◆ Task objective:
Copy the lines from the one that contains "Quick check — is the calm" through the end of the records, swapping "boulder" for "stone" and leaving everything else untouched.

Stored items
>> START

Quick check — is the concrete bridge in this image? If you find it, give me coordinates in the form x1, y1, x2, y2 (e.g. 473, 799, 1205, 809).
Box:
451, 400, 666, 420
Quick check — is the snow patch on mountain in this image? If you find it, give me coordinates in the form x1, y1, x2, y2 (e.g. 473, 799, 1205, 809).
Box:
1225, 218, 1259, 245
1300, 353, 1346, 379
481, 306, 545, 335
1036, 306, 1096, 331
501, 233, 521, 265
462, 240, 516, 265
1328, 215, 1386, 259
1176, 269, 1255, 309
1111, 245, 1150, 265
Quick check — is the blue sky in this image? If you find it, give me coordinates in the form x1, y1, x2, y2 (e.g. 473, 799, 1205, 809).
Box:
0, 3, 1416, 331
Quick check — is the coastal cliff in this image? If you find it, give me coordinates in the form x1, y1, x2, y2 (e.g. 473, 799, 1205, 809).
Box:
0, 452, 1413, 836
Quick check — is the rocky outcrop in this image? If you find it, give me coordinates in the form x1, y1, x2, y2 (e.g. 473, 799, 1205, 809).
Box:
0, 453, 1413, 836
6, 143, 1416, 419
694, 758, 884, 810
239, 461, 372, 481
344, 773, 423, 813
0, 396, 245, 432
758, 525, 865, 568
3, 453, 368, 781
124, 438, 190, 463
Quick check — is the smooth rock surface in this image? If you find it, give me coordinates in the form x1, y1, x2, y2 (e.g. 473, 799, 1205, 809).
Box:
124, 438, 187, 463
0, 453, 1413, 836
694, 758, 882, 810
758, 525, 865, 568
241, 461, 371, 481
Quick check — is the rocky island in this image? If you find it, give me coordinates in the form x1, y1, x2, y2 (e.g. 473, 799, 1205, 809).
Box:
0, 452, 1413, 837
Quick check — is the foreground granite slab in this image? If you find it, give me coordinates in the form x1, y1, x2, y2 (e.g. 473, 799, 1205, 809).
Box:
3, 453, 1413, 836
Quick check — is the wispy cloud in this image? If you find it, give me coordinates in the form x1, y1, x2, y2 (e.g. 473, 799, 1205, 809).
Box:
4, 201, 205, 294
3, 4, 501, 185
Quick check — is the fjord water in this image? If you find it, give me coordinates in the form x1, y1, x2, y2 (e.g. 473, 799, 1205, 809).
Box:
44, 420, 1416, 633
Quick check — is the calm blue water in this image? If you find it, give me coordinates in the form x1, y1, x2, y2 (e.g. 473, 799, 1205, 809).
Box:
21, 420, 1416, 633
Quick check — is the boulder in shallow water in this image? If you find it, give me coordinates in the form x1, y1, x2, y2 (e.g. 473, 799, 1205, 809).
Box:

>> END

◆ Full answer:
Quick check — is the calm blue water in this image? If you find it, give me coordinates in the form x1, y1, x2, y2 (e.g. 473, 799, 1205, 809).
Box:
21, 420, 1416, 633
Quick check — is the stone in shallow water in this image? If you find it, give me coordinates in the form x1, y1, x2, y2 (e.g. 473, 799, 1205, 809).
Box:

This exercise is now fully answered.